Copy each record below without changing a single word.

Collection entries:
########

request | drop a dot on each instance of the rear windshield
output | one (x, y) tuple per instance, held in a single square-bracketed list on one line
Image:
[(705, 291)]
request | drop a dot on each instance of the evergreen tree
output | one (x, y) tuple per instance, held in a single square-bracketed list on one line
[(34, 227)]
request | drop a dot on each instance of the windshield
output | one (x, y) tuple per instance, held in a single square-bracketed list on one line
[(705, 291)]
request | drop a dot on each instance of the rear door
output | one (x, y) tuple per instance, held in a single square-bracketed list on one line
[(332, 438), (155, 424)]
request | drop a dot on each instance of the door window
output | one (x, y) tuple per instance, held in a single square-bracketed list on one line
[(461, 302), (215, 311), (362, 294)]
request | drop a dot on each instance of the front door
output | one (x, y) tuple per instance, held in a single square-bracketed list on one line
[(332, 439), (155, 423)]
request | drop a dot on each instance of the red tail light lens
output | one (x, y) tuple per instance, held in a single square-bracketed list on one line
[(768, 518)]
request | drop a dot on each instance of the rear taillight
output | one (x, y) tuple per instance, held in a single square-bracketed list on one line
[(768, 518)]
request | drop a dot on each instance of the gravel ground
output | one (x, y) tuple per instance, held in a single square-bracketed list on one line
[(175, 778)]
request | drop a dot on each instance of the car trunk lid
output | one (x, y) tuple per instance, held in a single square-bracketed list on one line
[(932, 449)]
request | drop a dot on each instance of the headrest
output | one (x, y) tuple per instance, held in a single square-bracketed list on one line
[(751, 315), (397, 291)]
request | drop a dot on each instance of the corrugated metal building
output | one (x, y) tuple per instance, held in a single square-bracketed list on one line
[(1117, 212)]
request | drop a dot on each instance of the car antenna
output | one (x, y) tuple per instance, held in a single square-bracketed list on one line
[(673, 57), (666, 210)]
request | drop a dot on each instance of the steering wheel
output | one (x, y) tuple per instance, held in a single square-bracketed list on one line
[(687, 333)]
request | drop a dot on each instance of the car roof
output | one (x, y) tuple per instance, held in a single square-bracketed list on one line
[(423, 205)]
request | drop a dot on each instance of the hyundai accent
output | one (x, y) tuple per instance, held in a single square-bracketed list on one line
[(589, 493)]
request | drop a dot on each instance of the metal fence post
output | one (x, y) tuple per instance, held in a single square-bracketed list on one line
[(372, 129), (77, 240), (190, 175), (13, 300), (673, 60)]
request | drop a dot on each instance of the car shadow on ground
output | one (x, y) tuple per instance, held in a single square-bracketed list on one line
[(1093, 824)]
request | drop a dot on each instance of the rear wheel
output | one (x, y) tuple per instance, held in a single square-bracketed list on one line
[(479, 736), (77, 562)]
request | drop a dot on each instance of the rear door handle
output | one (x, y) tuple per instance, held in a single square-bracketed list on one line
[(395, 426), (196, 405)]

########

Task output —
request | drop a dot on each instance of the rear windshield
output | one (x, y) tuple per instance, held in a single square-bracketed list on one line
Image:
[(705, 291)]
request | drop a dot on each instance of the evergreen tree
output | one (x, y) tuple per instance, held in a single square-bracketed list on one line
[(34, 227)]
request | drop a dot on each instance of the windshield
output | one (x, y) tuple per instance, held in a single square-bracketed list on one line
[(705, 291)]
request | drop a dot on each instance of the rear door
output | one (x, y) tuple per instance, held in a single square-bracketed list on one line
[(332, 438), (155, 424)]
request | drop a dot on each instance of the door window
output | one (x, y) tuple per instance, held in a single square-bracketed list on one line
[(461, 302), (215, 311), (362, 294)]
request | drop a dot on each instance of the front door
output | one (x, y) tuple per instance, held in a single square-bracketed list on one line
[(332, 439), (155, 423)]
request | drop a dot on each instance of the red tail light lens
output | one (x, y) tuple per instance, held in a single square-bracketed list on one line
[(768, 518)]
request | drop a dot on each instance of the rear taillight
output | one (x, y) tuple per instance, held in a single square-bracketed list on one line
[(768, 518)]
request | drop a dot on each instance of the gravel ground
output | one (x, y) tuple per instance, held in a single square-bracketed list on one line
[(175, 778)]
request | drop a dot on each instance of the car trunk lid
output | one (x, y) tuple per instance, held in a single square-bracketed list on one line
[(932, 449)]
request | drop a dot on each instance of the headrest
output | one (x, y) tuple per instance, held in a single square-bracketed list on one line
[(751, 315), (397, 291)]
request | drop a dot on each instance of the corrugated metal building
output | one (x, y) tuple per instance, held in a single square-bracketed list on one line
[(1117, 212)]
request | drop a dot on each instance of the car antenna
output | one (x, y) tuple per instance, held in a single square-bracketed list on one line
[(673, 57), (666, 210)]
request | drop a dot on each instance of the steering wheel
output | one (x, y) tuple per instance, held in a single square-bracketed list on one line
[(687, 333)]
request | drop a dot on each instance of the car roof
output | one (x, y) tuple per instance, held in a single square-bracketed list on one line
[(423, 205)]
request | drop a dot on each instance of the hyundai accent
output | one (x, y) tuple per instance, held in a single square-bracketed list on one line
[(589, 493)]
request | drop a dot on each instance of the metal fence post
output | one (x, y) tuple per instance, held in a single square-bracketed list on one line
[(372, 129), (77, 240), (190, 175), (13, 300), (673, 60)]
request | drop a dot on each instance of the car shadow on ground
output | one (x, y) tuple per instance, held in a single square-bracketed list on one line
[(1093, 824)]
request | drop a dot on each instance of the rear wheel
output | one (x, y) tuple per instance, held in a single square-bracketed list on one line
[(479, 736), (77, 562)]
request | drop a dot on each instance of the rear door handle
output | one (x, y) tuple per instance, held in a single square-bracketed list on one line
[(395, 426), (196, 405)]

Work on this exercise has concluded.